● **Problem to solve**:
Beginning with the first line of the data below, set down each line exactly through the line that contains "positive clicks: (83, 291)".

Stored records
* * *

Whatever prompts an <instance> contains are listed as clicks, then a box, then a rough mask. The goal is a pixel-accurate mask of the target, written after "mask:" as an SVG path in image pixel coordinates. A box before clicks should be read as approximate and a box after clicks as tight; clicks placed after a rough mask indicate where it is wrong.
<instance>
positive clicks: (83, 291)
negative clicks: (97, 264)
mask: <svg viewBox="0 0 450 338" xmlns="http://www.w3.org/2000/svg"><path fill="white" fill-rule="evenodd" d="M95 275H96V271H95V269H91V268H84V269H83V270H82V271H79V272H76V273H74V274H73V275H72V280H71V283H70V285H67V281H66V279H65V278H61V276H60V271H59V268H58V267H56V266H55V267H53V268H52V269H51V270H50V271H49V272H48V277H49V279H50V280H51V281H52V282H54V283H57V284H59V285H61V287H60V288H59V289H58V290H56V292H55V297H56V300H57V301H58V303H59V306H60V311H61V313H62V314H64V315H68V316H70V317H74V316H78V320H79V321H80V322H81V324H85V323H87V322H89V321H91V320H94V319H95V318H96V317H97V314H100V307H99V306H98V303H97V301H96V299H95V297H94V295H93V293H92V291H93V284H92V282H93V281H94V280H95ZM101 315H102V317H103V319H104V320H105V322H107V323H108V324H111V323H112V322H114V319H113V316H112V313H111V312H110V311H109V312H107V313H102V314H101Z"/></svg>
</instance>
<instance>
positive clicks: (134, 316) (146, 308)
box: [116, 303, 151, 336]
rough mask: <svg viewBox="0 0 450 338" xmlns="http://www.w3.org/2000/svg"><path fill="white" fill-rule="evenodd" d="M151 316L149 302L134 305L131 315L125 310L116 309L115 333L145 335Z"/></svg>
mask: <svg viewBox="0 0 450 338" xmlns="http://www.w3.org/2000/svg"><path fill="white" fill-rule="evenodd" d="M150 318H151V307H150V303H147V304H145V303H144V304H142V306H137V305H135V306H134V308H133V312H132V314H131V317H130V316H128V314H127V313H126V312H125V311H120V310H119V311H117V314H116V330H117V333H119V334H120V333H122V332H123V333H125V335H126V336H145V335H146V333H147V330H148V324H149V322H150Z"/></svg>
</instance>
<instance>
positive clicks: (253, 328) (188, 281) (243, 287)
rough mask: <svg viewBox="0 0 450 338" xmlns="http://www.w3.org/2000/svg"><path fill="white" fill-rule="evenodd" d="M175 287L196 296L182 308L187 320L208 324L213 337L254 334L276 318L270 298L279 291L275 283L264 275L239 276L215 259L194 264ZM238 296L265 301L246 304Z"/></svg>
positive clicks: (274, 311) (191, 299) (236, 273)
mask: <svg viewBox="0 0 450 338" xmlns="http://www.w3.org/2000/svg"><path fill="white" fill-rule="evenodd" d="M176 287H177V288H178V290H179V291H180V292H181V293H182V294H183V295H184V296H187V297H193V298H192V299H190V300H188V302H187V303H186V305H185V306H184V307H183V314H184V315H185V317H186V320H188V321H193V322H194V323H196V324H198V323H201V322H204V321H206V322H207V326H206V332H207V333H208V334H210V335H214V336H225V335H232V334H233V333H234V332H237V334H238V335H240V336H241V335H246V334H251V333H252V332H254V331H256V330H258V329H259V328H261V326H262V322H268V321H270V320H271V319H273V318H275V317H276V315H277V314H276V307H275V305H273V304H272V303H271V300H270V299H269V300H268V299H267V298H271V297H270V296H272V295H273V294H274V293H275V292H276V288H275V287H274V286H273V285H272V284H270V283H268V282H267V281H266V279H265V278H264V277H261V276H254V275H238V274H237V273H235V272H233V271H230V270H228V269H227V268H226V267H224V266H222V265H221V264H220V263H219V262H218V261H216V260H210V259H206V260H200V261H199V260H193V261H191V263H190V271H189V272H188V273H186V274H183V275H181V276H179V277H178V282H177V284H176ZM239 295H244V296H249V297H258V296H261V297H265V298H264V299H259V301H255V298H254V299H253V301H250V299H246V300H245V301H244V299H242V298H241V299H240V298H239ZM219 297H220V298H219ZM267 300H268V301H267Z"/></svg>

* * *

● **Written response**:
Whatever prompts an <instance> contains are listed as clicks, then a box, then a rough mask. The goal is a pixel-accurate mask of the target, written after "mask:" as an SVG path in image pixel coordinates. A box before clicks should be read as approximate and a box after clicks as tight; clicks placed after a rough mask indicate where it is wrong.
<instance>
positive clicks: (83, 291)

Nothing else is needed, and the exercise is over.